Provided records:
------------------------------------------------------------
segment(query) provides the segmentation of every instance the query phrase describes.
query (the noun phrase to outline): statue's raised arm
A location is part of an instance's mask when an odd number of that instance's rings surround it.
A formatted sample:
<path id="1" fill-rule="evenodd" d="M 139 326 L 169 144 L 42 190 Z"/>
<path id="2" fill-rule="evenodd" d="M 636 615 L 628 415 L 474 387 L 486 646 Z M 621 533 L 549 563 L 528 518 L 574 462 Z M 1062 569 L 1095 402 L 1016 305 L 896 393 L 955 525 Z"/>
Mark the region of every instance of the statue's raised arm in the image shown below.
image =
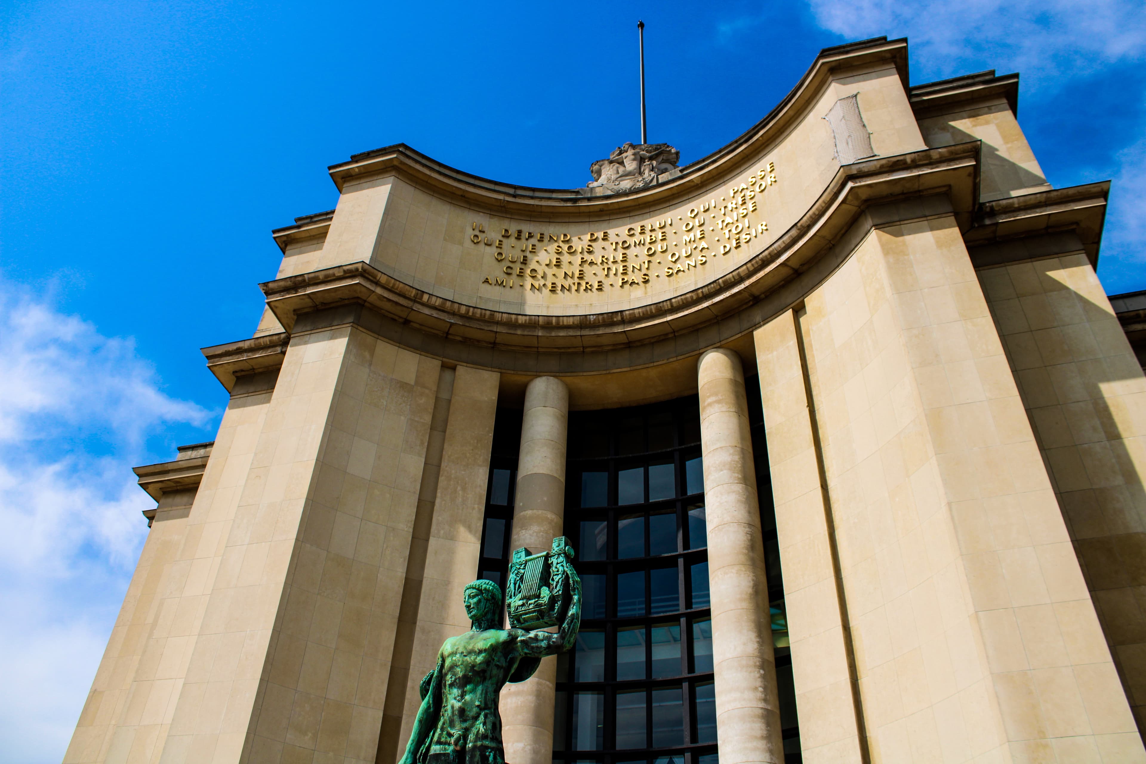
------------------------------------------------------------
What to do: Change "statue's raised arm" to "statue's torch" everywhere in the material and give it back with everything else the same. Leave out the pictures.

Result for this exercise:
segment(query) provides the segmentation of every instance the query phrase describes.
query (the noun phrase to outline): statue's torch
A location is part of an instance's mask when an odd number of that instance's rings surround it.
A formatted sample:
<path id="1" fill-rule="evenodd" d="M 139 326 L 169 144 L 42 190 Z"/>
<path id="2" fill-rule="evenodd" d="M 636 615 L 628 415 L 474 387 L 486 646 Z M 621 533 L 549 563 L 528 518 L 574 462 Z M 1062 569 L 1095 402 L 1016 305 L 896 393 L 955 525 Z"/>
Mark the region of every instance of the statue's torch in the image shown below.
image =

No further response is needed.